_BRIEF_. Reproduce word for word the part of the passage on Tom's business crisis from "Would it have" up to and including "of least resistance.".

When he reflected on Day 1 of his crisis Tom told us: “In retrospect I should have retrenched everyone”. Why? Because in 2013 when his key contracts weren’t renewed by the big miners his business overheads had very quickly become unsustainable. Subcontractors bear the risk of changes in market cycles because their clients hire them only on a job-by-job basis without any long term guarantee of recurring income. The staff wages that were being paid during the downturn ended up being financed through Tom’s bank overdraft.
Would it have been possible for Tom to retrench the staff or even consider standing them down? The answer is yes, but that wouldn’t have been the path of least resistance.
So what did Tom end up doing? Tom told us: “I ended up paying my staff for a year and making a big loss. It wasn’t worth all the pain that I went through given the risk. I was also probably the lowest paid person in the company.”
We find that business owners during a financial crisis typically don’t pay themselves an appropriate salary before their business collapses. They end up investing sweat capital without any appropriate financial return – this is at a time when any other employee not getting paid would result in allegations of “wage theft”!

Shape labeling records:
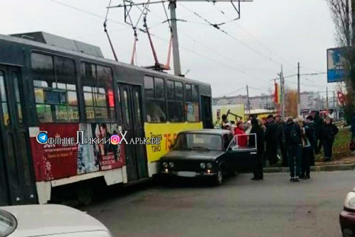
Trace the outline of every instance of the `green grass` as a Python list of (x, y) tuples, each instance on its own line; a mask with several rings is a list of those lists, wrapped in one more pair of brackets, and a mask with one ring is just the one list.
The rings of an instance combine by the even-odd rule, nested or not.
[[(342, 158), (355, 156), (353, 151), (349, 149), (349, 143), (351, 138), (351, 133), (348, 128), (340, 128), (334, 140), (333, 147), (333, 160), (341, 160)], [(323, 147), (319, 154), (315, 157), (316, 161), (321, 161), (324, 158)]]

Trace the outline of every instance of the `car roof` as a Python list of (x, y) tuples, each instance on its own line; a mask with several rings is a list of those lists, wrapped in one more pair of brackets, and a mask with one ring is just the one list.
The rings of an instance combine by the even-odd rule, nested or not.
[(94, 231), (108, 231), (103, 224), (74, 208), (55, 204), (0, 206), (13, 215), (17, 227), (11, 237), (35, 236)]
[(206, 134), (218, 134), (223, 135), (226, 133), (231, 133), (228, 130), (224, 129), (198, 129), (188, 130), (180, 132), (180, 133), (204, 133)]

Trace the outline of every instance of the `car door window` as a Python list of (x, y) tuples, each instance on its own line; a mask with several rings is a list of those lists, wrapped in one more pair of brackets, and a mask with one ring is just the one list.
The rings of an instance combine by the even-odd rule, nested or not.
[(224, 134), (223, 136), (223, 147), (224, 150), (226, 150), (228, 148), (228, 146), (230, 143), (230, 141), (232, 140), (233, 136), (230, 133)]

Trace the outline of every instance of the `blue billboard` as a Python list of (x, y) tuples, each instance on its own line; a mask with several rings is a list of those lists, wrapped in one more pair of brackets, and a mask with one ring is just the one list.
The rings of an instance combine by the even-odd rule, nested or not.
[(328, 82), (337, 82), (344, 81), (345, 73), (344, 64), (344, 48), (328, 49), (327, 50), (327, 81)]

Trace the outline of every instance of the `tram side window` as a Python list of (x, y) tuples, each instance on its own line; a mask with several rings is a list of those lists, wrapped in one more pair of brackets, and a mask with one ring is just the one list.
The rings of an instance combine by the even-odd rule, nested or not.
[(168, 80), (166, 81), (166, 90), (169, 121), (184, 121), (182, 83)]
[(41, 122), (79, 121), (76, 73), (70, 59), (31, 55), (36, 110)]
[(185, 114), (189, 122), (200, 121), (198, 88), (196, 85), (185, 84)]
[(114, 121), (115, 101), (111, 68), (87, 62), (83, 62), (81, 66), (86, 119)]
[(166, 122), (164, 79), (144, 76), (144, 90), (147, 121), (152, 122)]
[(7, 108), (7, 99), (6, 97), (6, 87), (5, 87), (5, 73), (0, 70), (0, 106), (2, 108), (4, 124), (5, 126), (10, 125), (10, 117)]

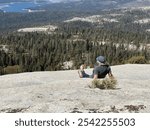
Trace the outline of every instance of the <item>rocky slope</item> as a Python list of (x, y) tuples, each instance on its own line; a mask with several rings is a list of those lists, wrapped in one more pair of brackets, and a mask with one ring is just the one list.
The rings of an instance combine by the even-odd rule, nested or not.
[(115, 90), (89, 88), (92, 79), (80, 79), (77, 70), (0, 76), (0, 112), (150, 112), (150, 65), (112, 71)]

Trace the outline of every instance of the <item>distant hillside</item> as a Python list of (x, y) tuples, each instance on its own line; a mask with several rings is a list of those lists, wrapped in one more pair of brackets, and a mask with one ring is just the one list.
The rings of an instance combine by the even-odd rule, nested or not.
[(115, 90), (89, 88), (92, 79), (80, 79), (77, 70), (0, 76), (0, 112), (150, 113), (149, 68), (112, 66)]

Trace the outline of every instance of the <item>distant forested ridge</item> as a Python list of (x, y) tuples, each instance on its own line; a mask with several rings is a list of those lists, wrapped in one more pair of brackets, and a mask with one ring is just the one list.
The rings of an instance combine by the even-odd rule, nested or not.
[(149, 34), (69, 26), (53, 34), (10, 34), (0, 37), (0, 74), (63, 70), (64, 62), (69, 61), (73, 66), (68, 69), (83, 63), (93, 67), (99, 55), (110, 65), (127, 63), (133, 56), (143, 56), (149, 62), (149, 42)]

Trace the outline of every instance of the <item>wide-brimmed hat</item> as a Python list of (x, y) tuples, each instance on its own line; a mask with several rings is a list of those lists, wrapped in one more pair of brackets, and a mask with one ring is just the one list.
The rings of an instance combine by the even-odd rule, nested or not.
[(105, 63), (105, 62), (106, 62), (104, 56), (98, 56), (98, 57), (96, 58), (96, 61), (98, 61), (98, 62), (100, 62), (100, 63)]

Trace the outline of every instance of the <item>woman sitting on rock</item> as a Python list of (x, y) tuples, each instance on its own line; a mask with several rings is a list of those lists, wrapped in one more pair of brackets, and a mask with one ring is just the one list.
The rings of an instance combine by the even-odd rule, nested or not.
[(104, 56), (99, 56), (96, 58), (96, 65), (94, 66), (92, 75), (88, 75), (85, 73), (84, 65), (80, 66), (78, 74), (80, 78), (94, 78), (94, 79), (105, 78), (107, 74), (109, 77), (113, 77), (111, 68), (108, 64), (106, 64)]

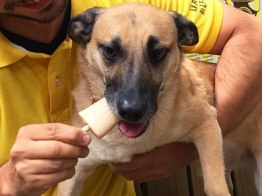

_CORRECT ANSWER_.
Would it have been possible for Tom to retrench the staff or even consider standing them down? The answer is yes, but that wouldn’t have been the path of least resistance.